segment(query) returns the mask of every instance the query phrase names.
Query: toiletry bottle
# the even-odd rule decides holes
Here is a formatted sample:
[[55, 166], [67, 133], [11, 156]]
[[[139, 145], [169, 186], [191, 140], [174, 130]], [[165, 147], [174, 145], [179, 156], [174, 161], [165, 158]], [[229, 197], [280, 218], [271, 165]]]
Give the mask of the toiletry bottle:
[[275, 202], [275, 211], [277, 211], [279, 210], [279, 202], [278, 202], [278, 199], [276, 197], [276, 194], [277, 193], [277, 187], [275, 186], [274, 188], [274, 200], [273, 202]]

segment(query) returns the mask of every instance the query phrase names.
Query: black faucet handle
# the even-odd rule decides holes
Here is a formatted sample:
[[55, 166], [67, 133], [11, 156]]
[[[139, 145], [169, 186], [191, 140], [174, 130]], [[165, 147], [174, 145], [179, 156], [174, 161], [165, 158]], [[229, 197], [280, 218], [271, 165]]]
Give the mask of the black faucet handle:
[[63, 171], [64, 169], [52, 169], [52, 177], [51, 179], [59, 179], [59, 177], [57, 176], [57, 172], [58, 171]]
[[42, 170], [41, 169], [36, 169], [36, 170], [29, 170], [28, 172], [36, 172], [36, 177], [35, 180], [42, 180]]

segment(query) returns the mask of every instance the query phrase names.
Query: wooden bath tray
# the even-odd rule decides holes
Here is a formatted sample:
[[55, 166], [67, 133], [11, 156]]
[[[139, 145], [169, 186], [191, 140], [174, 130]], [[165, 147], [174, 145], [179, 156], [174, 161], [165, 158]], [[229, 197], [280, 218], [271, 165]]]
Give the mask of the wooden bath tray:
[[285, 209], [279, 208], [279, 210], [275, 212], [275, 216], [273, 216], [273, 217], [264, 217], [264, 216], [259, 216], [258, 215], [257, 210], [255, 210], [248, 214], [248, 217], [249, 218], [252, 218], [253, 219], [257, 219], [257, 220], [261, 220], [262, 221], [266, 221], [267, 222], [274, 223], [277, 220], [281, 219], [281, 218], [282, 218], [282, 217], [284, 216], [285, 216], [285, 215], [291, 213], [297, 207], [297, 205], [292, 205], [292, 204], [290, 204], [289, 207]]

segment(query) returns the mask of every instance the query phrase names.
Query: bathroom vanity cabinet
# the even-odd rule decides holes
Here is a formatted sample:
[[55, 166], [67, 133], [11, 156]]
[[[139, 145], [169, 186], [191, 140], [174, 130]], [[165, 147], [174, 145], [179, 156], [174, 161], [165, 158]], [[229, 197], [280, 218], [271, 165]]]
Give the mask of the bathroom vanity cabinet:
########
= Stated problem =
Convert all of the data above into a Markdown table with the columns No. and Text, giving each non-blank line its own numbered row and leaving out blank lines.

= Exercise response =
| No. | Text |
|---|---|
| 1 | segment(query) returns the mask of every instance the query phrase names. |
| 2 | Query: toiletry bottle |
| 3 | # the even-odd rule decides holes |
| 4 | Here is a formatted sample: |
| 5 | [[55, 166], [67, 133], [11, 156]] |
| 6 | [[[139, 145], [169, 186], [191, 140], [174, 130]], [[165, 147], [174, 145], [179, 156], [174, 161], [165, 158]], [[229, 197], [280, 218], [271, 165]]] |
| 7 | Give the mask of the toiletry bottle: |
| 8 | [[275, 202], [275, 211], [277, 211], [279, 210], [279, 202], [278, 202], [278, 199], [276, 197], [276, 194], [277, 193], [277, 187], [275, 186], [274, 188], [274, 200], [273, 202]] |
| 9 | segment(query) returns the mask of every instance the query phrase names. |
| 10 | Query: black faucet handle |
| 11 | # the even-odd rule decides holes |
| 12 | Here is a formatted sample: |
| 13 | [[55, 166], [67, 133], [11, 156]] |
| 14 | [[[139, 145], [169, 186], [191, 140], [174, 130]], [[165, 147], [174, 145], [179, 156], [174, 161], [165, 158]], [[229, 197], [280, 218], [271, 165]]] |
| 15 | Give the mask of the black faucet handle: |
| 16 | [[63, 171], [64, 169], [52, 169], [52, 177], [51, 179], [59, 179], [59, 177], [57, 176], [57, 172], [58, 171]] |
| 17 | [[42, 170], [41, 169], [36, 169], [36, 170], [29, 170], [28, 172], [36, 172], [36, 177], [35, 180], [42, 180]] |
| 18 | segment(query) returns the mask of every instance the query phrase names. |
| 19 | Query: wooden bath tray |
| 20 | # the even-odd rule decides holes |
| 21 | Here is a formatted sample: |
| 22 | [[55, 166], [67, 133], [11, 156]] |
| 23 | [[[139, 145], [169, 186], [191, 140], [174, 130]], [[165, 147], [174, 145], [179, 156], [174, 161], [165, 158]], [[229, 197], [280, 218], [271, 165]]] |
| 24 | Give the mask of the wooden bath tray: |
| 25 | [[285, 209], [279, 208], [279, 210], [275, 212], [275, 216], [273, 216], [273, 217], [264, 217], [264, 216], [259, 216], [258, 215], [257, 210], [255, 210], [248, 214], [248, 217], [249, 218], [252, 218], [253, 219], [257, 219], [257, 220], [261, 220], [262, 221], [266, 221], [267, 222], [274, 223], [277, 220], [281, 219], [281, 218], [282, 218], [282, 217], [284, 216], [285, 216], [285, 215], [291, 213], [297, 207], [297, 205], [292, 205], [292, 204], [290, 204], [289, 207]] |
| 26 | segment(query) returns the mask of every instance the query phrase names. |
| 27 | Query: bathroom vanity cabinet |
| 28 | # the even-odd rule decides holes |
| 29 | Here is a formatted sample: |
| 30 | [[55, 166], [67, 133], [11, 156]] |
| 31 | [[[139, 145], [169, 186], [191, 140], [174, 130]], [[165, 147], [174, 145], [179, 156], [174, 161], [165, 158]], [[229, 197], [280, 218], [271, 165]]] |
| 32 | Give the mask of the bathroom vanity cabinet: |